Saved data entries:
══════════════════════════════
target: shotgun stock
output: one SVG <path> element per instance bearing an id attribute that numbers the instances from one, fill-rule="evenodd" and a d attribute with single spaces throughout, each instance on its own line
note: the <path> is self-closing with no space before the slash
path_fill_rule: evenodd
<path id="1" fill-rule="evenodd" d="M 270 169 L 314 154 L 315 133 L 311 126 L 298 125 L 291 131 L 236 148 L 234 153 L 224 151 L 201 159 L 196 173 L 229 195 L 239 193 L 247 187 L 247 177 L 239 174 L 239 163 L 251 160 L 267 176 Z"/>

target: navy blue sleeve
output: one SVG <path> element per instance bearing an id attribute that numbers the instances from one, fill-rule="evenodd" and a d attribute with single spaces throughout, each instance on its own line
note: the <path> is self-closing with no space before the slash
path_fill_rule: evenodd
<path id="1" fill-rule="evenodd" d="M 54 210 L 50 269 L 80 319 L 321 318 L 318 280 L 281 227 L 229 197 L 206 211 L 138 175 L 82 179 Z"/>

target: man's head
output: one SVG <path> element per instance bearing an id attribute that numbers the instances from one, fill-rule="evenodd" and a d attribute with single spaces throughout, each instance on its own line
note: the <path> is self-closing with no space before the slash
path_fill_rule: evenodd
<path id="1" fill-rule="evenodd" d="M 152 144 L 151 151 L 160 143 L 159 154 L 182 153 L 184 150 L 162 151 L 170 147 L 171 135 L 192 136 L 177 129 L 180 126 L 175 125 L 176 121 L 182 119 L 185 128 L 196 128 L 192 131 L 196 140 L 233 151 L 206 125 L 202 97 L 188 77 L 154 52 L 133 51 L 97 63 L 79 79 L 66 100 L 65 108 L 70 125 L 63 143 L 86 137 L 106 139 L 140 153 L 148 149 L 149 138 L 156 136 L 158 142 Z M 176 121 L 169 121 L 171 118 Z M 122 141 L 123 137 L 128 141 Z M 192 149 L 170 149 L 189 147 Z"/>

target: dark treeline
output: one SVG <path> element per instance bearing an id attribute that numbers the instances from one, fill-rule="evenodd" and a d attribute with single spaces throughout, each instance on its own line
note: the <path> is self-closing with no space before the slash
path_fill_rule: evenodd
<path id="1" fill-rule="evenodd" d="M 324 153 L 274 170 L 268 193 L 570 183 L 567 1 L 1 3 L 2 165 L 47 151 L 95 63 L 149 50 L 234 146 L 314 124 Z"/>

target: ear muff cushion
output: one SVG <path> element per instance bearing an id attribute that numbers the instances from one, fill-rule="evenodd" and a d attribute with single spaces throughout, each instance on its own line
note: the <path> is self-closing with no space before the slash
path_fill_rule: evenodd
══════════════════════════════
▶ AIM OF THE TASK
Retype the saved data entries above line for line, changing nothing.

▶ FULL ANSWER
target: shotgun stock
output: one SVG <path> element per instance bearing an id attribute that numbers the instances from one, fill-rule="evenodd" and a d attribute with single spaces throughout, each instance on its own line
note: the <path> is self-closing with no space before the slash
path_fill_rule: evenodd
<path id="1" fill-rule="evenodd" d="M 270 169 L 314 154 L 315 133 L 311 126 L 298 125 L 291 131 L 236 148 L 234 153 L 224 151 L 201 159 L 196 173 L 229 195 L 239 193 L 247 187 L 247 177 L 239 174 L 239 163 L 251 160 L 267 176 Z"/>

target: navy blue sleeve
output: one SVG <path> element per instance bearing an id attribute that numbers the instances from one, fill-rule="evenodd" and a d attribute with single spaces throughout, each instance on its own line
note: the <path> is self-closing with no space before the slash
path_fill_rule: evenodd
<path id="1" fill-rule="evenodd" d="M 54 210 L 50 269 L 80 319 L 321 318 L 318 280 L 281 227 L 229 197 L 206 211 L 138 175 L 82 179 Z"/>

target: man's head
output: one SVG <path> element per instance bearing an id attribute that numbers the instances from one, fill-rule="evenodd" and a d attribute with single spaces throughout, each instance on its own line
note: the <path> is self-closing with no space before the slash
path_fill_rule: evenodd
<path id="1" fill-rule="evenodd" d="M 152 144 L 151 151 L 160 143 L 159 154 L 182 153 L 184 150 L 162 151 L 170 147 L 171 135 L 192 136 L 177 129 L 180 126 L 175 125 L 176 121 L 182 119 L 185 128 L 196 128 L 192 131 L 196 140 L 233 151 L 206 125 L 202 97 L 188 77 L 154 52 L 133 51 L 97 63 L 79 79 L 66 100 L 65 108 L 70 125 L 63 143 L 86 137 L 106 139 L 140 153 L 148 149 L 149 138 L 156 136 L 158 142 Z M 176 121 L 169 121 L 171 118 Z M 122 141 L 123 137 L 128 141 Z M 192 149 L 170 149 L 189 147 Z"/>

target: dark treeline
output: one SVG <path> element per instance bearing an id attribute that numbers the instances from one, fill-rule="evenodd" and a d attribute with single spaces throughout, each instance on its own line
note: the <path> is self-closing with no space before the slash
path_fill_rule: evenodd
<path id="1" fill-rule="evenodd" d="M 324 153 L 274 170 L 268 193 L 570 183 L 567 1 L 1 3 L 2 165 L 47 151 L 95 63 L 149 50 L 234 146 L 314 124 Z"/>

target: ear muff cushion
output: one SVG <path> element per instance bearing an id attribute that numbers the instances from one, fill-rule="evenodd" and a d attribute with single spaces throughout, each instance on its own line
note: the <path> is self-closing with no space before the slash
path_fill_rule: evenodd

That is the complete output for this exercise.